Work to do: Extract each line of the entries below that contains the string "logo".

======== The input ========

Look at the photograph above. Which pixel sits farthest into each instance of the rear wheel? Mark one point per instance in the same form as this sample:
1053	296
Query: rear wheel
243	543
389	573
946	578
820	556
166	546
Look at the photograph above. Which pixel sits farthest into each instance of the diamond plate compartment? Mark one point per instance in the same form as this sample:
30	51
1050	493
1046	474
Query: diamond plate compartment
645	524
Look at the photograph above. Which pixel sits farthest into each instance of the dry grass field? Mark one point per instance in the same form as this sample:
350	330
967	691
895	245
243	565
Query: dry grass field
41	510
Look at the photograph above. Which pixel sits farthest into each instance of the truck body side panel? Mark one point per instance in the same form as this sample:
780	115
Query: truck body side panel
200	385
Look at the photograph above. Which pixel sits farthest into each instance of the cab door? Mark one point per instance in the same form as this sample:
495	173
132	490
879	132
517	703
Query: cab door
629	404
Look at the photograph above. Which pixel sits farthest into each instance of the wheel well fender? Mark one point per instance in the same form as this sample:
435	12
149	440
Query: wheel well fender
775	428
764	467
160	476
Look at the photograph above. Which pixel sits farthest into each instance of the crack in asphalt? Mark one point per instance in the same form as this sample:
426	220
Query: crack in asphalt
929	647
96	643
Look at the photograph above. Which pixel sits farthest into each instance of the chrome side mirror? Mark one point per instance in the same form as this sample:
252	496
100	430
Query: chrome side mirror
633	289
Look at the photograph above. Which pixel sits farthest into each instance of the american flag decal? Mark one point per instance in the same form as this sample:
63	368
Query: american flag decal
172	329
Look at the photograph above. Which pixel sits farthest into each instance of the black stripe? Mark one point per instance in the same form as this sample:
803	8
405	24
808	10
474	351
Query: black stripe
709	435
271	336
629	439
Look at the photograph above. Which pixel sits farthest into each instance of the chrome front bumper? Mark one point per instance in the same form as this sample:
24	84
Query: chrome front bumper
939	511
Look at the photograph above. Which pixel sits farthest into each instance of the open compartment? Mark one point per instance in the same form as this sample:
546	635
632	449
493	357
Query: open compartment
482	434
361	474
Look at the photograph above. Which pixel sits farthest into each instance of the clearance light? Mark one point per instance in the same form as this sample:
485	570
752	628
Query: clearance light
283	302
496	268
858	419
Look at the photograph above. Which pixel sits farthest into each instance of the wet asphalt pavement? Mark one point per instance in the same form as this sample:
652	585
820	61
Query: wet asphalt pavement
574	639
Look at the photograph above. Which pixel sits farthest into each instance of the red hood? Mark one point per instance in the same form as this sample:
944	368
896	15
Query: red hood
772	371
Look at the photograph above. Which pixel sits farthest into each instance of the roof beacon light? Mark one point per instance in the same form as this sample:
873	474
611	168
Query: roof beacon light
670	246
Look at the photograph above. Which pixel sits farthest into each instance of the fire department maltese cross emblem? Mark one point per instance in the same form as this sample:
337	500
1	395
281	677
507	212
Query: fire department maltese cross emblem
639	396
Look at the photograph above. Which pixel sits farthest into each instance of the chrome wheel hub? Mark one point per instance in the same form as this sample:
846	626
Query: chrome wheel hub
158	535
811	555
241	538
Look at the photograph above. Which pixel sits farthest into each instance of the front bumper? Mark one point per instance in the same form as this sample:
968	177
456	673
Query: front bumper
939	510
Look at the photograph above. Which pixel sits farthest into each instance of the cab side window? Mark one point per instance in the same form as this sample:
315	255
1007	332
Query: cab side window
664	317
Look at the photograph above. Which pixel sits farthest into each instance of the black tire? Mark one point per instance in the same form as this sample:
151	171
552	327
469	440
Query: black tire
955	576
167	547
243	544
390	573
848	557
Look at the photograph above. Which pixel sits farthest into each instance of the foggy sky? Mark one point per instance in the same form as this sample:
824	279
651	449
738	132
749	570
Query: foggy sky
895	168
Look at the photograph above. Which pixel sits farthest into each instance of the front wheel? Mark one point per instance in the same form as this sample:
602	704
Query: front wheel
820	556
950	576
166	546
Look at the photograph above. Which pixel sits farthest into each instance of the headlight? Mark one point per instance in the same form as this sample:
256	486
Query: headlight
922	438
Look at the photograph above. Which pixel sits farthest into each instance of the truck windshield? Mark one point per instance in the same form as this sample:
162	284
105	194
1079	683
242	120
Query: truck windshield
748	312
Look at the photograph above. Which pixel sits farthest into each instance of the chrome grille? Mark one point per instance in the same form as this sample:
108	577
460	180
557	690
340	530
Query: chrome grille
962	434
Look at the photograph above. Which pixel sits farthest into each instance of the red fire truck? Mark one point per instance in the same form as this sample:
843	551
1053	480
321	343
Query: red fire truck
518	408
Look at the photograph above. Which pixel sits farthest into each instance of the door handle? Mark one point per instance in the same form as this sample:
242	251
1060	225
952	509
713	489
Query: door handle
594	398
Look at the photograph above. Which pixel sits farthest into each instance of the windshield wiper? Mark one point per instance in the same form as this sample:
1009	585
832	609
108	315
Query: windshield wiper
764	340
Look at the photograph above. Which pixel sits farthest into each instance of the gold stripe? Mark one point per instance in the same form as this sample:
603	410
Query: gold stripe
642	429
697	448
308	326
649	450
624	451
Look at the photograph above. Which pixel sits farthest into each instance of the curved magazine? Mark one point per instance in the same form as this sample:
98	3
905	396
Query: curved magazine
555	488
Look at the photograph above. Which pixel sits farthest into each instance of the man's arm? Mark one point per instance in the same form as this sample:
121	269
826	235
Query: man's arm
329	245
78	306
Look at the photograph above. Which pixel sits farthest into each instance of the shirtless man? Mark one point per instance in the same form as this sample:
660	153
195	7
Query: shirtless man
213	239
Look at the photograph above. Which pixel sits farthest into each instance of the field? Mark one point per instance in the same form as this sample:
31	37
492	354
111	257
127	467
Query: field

========
======== The input ========

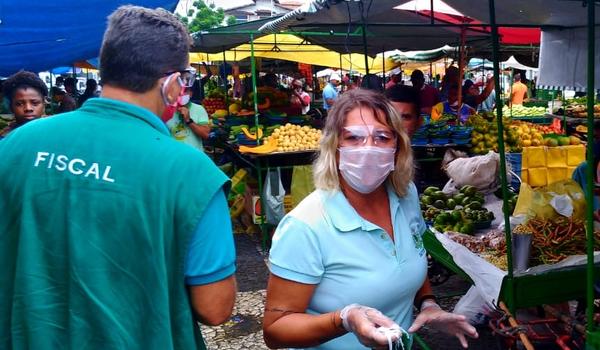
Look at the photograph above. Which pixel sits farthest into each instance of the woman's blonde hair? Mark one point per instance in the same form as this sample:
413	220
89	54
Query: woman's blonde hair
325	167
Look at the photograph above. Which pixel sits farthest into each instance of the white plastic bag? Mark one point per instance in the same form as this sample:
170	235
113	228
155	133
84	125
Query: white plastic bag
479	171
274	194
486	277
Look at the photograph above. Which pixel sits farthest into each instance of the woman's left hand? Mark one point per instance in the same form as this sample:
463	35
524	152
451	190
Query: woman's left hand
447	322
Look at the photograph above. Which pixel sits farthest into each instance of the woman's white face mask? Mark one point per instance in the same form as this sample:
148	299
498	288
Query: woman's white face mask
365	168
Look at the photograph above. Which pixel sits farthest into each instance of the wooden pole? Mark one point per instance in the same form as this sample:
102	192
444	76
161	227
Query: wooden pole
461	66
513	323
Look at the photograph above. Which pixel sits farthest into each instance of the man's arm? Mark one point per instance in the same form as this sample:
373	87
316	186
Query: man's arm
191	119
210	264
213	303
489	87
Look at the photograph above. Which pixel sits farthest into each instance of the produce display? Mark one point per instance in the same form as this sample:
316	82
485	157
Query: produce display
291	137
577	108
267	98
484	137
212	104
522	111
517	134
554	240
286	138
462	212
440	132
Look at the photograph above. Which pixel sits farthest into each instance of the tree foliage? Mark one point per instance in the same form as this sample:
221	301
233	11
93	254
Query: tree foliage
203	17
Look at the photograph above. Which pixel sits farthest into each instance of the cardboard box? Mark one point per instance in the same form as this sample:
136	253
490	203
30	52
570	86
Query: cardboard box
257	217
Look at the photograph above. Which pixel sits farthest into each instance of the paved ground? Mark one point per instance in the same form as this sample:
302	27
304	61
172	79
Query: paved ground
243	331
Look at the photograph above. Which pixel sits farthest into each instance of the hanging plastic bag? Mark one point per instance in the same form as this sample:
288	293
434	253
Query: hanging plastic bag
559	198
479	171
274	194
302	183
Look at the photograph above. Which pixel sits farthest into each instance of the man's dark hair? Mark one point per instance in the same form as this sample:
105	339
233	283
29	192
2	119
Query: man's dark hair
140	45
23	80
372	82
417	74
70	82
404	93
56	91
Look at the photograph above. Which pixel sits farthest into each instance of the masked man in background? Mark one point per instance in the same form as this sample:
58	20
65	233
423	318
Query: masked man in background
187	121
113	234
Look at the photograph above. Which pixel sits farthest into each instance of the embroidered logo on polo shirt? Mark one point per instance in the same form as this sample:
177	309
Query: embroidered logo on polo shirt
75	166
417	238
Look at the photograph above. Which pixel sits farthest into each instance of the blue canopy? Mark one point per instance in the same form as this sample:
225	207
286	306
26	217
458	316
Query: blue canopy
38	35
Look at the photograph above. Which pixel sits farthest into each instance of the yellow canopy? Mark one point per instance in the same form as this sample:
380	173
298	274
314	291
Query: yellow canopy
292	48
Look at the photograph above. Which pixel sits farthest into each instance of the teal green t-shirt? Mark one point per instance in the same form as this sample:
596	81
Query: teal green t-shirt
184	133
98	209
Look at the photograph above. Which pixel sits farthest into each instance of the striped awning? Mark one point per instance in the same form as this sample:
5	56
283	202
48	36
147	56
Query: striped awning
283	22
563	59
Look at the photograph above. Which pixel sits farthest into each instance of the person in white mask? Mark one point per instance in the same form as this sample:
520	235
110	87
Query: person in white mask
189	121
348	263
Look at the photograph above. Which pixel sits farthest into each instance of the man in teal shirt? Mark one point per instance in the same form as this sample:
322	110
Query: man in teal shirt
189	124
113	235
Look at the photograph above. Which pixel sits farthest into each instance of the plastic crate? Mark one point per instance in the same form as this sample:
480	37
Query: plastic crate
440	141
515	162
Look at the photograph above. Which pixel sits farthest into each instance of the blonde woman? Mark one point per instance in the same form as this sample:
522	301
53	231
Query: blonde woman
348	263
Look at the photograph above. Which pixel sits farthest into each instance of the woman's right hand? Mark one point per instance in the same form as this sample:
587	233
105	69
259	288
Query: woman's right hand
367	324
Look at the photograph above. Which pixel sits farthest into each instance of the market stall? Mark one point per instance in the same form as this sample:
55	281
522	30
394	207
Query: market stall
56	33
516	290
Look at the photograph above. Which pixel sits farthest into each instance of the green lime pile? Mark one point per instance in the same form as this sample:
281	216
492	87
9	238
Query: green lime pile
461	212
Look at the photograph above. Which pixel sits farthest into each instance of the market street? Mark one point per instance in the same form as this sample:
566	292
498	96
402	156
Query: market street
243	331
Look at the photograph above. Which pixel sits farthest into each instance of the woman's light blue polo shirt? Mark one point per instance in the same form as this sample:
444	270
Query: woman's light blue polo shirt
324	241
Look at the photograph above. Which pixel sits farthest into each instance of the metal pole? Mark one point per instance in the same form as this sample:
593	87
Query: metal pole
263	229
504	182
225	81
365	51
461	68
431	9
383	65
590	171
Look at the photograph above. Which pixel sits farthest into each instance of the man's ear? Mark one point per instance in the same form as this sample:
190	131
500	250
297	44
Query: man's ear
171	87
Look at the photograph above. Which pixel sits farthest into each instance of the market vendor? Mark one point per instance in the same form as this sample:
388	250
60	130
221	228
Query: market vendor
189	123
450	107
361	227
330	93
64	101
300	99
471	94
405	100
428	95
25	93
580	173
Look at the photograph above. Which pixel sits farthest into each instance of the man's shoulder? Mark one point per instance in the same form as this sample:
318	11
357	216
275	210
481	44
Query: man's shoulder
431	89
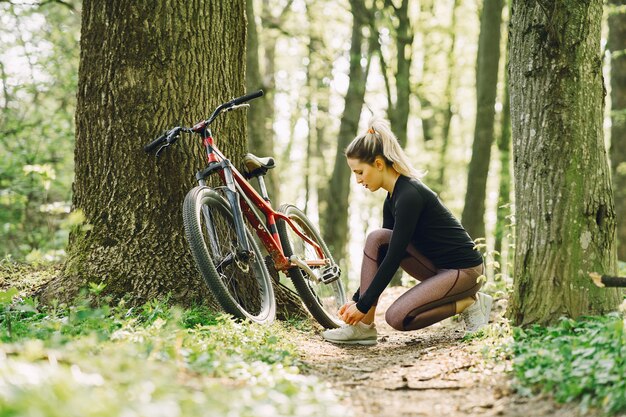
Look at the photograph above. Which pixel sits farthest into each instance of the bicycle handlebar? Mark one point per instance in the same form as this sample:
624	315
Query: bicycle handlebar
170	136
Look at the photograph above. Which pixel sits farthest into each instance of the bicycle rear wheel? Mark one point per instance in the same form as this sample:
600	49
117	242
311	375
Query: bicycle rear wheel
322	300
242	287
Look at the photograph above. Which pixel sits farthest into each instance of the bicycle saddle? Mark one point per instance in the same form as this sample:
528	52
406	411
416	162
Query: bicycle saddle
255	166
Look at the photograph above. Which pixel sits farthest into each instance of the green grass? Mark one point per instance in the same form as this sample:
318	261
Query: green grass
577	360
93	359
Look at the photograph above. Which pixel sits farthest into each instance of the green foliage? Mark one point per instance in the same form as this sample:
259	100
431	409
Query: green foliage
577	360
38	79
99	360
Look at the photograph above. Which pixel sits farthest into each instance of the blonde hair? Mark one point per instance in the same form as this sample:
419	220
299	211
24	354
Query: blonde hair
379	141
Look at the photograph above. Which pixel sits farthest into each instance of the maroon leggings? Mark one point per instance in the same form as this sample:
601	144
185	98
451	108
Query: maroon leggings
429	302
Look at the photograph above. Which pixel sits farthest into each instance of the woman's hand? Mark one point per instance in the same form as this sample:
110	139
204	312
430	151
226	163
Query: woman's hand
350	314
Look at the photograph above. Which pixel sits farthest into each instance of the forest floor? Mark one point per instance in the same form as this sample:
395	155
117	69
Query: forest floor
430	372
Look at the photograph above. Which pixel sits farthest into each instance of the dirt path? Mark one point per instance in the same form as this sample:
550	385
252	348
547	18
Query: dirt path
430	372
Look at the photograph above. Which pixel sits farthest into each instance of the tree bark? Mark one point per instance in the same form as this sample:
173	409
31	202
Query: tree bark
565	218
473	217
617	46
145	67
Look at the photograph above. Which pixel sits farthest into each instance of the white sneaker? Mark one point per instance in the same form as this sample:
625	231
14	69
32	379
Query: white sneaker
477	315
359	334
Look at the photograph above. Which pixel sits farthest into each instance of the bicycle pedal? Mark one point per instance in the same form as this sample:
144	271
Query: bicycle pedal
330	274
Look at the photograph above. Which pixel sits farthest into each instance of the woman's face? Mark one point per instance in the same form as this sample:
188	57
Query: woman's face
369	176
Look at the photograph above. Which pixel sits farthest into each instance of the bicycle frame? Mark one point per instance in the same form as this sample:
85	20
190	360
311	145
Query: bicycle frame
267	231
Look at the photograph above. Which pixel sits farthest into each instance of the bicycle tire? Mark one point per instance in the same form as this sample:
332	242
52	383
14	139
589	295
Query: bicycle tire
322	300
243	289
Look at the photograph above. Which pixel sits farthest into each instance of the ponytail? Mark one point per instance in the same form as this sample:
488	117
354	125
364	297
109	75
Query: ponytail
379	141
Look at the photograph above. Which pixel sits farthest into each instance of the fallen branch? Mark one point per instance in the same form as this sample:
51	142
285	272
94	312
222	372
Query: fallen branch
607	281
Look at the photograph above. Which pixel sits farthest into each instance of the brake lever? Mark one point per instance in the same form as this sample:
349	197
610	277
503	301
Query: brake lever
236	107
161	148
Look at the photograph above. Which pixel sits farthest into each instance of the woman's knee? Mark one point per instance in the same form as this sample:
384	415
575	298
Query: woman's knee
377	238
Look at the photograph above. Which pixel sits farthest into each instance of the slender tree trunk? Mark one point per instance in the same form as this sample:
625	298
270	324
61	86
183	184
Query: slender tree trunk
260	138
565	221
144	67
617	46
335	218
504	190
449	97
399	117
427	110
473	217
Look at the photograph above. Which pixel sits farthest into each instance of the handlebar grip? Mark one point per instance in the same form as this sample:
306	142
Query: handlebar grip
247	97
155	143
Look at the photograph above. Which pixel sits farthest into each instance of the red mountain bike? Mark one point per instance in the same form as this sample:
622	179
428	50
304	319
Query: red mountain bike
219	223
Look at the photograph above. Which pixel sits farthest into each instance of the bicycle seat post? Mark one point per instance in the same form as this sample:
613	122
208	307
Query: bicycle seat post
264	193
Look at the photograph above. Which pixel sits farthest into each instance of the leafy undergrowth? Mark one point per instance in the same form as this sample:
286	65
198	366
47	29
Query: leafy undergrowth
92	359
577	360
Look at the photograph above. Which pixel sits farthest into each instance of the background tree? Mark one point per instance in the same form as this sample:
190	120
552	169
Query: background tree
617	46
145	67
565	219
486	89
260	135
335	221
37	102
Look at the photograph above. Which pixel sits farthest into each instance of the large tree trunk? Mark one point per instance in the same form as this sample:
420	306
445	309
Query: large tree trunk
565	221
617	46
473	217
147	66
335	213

========

Solution for this problem:
Look at the photograph above. Which pixel sits farthest into each instance of the embroidered logo on polo shirt? Mark one point per instance in the same form as this sample:
Query: embroidered logo on polo shirt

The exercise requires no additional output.